• [Task statement]: Every line from the one with "Objective — one point per instance of the tree trunk" to the end of the data needs to be copied exactly, and no line before it.

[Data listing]
## START

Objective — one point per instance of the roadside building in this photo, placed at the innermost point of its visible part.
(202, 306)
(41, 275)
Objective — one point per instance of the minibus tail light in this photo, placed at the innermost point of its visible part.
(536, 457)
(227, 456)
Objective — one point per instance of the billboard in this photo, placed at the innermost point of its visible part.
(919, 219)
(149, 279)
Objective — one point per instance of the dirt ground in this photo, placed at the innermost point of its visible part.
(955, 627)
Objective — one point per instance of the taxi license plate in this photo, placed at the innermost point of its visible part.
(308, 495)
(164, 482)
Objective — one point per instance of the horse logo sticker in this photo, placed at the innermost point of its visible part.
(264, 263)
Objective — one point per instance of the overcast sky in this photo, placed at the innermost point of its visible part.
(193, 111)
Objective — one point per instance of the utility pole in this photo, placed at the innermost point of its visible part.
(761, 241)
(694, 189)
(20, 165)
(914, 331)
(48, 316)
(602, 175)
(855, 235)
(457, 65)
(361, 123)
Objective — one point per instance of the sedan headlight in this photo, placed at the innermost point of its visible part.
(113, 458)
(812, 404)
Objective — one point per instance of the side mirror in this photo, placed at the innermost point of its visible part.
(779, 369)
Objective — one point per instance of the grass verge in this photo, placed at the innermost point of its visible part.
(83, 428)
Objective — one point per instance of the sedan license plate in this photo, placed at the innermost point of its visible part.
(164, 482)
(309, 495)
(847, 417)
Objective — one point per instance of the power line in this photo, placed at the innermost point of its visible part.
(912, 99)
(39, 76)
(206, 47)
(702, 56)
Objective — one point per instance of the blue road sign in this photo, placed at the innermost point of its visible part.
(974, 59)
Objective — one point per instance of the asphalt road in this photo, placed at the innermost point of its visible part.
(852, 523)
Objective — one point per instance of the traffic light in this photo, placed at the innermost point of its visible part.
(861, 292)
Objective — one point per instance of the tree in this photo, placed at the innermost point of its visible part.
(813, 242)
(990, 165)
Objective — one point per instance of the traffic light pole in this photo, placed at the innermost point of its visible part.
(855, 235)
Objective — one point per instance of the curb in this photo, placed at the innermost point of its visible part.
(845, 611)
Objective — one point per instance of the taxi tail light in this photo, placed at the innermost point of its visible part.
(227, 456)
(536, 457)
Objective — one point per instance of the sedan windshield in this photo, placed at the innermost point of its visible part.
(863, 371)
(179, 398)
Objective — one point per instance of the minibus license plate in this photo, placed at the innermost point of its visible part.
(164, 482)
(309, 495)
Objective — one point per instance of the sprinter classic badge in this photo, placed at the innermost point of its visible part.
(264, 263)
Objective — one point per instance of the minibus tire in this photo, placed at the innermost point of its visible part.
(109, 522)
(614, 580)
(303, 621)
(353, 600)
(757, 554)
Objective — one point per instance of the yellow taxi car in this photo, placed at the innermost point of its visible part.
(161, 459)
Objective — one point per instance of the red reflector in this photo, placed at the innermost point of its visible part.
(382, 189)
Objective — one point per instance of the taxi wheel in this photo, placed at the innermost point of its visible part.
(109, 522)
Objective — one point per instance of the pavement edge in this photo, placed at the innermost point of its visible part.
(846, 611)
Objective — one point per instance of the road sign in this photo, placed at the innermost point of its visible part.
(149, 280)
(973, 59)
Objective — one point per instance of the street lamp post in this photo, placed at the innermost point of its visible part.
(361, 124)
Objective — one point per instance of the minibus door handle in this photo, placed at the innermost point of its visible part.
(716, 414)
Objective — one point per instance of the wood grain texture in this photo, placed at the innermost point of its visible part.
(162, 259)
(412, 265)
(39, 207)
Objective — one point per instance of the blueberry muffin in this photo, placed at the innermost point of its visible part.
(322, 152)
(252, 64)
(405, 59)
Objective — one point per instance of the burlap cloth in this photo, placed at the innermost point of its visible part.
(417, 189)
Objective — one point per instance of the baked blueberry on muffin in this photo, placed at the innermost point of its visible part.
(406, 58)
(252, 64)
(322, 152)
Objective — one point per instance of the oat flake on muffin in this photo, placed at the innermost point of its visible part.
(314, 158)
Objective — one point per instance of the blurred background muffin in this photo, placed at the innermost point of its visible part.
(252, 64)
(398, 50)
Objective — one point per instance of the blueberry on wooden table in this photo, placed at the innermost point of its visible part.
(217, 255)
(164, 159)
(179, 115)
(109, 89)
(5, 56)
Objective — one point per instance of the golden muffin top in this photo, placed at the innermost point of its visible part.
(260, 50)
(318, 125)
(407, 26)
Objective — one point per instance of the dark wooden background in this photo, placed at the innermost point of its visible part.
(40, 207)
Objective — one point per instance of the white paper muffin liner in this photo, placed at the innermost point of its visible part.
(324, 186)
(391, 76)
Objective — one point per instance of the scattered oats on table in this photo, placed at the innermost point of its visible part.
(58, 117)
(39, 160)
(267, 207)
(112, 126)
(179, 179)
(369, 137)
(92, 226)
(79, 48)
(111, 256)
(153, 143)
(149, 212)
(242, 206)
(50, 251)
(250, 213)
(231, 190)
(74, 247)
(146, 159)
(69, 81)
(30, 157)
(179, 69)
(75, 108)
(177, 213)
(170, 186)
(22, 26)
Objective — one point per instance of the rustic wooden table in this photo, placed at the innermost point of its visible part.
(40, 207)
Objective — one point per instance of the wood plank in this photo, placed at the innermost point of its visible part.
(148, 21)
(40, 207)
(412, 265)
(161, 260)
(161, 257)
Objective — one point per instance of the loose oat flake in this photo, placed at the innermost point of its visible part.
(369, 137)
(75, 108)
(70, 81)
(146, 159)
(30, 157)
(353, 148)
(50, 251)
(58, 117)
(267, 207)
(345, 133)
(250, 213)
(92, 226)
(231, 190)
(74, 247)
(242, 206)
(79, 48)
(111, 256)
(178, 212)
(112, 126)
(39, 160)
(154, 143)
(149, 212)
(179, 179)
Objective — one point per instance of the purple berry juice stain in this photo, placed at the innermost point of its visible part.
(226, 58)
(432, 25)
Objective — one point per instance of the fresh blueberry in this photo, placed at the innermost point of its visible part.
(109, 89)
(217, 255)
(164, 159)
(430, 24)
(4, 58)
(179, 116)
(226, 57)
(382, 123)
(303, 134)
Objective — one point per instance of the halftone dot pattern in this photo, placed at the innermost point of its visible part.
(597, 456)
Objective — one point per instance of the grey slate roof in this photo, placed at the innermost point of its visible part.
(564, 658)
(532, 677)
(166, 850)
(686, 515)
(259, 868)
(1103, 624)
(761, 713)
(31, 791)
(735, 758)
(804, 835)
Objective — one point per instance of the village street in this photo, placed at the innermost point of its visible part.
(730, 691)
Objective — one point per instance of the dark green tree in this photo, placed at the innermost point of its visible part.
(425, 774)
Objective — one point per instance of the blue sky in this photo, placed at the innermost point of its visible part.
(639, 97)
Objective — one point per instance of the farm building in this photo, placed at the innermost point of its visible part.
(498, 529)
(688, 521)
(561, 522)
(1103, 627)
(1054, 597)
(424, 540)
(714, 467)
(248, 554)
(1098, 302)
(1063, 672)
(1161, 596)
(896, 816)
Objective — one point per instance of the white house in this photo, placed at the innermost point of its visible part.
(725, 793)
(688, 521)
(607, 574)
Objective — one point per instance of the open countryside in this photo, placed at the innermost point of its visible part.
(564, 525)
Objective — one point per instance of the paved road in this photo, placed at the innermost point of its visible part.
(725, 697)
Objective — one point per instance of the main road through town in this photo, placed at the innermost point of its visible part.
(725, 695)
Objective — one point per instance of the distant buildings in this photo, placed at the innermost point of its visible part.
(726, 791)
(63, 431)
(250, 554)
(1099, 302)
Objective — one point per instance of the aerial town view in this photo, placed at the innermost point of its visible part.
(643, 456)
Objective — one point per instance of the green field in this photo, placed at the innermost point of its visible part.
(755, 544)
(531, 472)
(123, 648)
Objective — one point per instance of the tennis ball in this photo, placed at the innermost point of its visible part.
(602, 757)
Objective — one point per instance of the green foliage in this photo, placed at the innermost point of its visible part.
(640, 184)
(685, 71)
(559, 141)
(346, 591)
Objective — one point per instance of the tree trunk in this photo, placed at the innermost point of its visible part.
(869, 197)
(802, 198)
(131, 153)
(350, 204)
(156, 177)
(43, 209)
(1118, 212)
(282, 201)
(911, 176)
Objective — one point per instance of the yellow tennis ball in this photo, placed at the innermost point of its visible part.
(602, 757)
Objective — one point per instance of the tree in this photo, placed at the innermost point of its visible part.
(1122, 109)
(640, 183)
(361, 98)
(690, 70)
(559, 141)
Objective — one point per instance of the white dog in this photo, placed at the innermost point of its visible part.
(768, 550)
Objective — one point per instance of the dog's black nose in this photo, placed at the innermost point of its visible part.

## END

• [Solution for this exercise]:
Objective — one point per instance of the tree trunk in this photo, placed at the innermost point of its visible part.
(869, 197)
(802, 198)
(131, 153)
(350, 204)
(156, 177)
(43, 209)
(1118, 212)
(282, 201)
(911, 176)
Objective — one point per instance of the yellow tennis ball in this photo, placed at the innermost point of its visible part.
(602, 757)
Objective — one point per instance of the tree in this photo, placed at the innermost point of its visible part.
(1122, 109)
(640, 183)
(361, 98)
(690, 70)
(559, 141)
Objective — one point per instance of the white dog in this photo, placed at the innermost point of its visible part.
(768, 550)
Objective — one point per instance of the dog's black nose in this photo, placed at the innermost point of its visible part.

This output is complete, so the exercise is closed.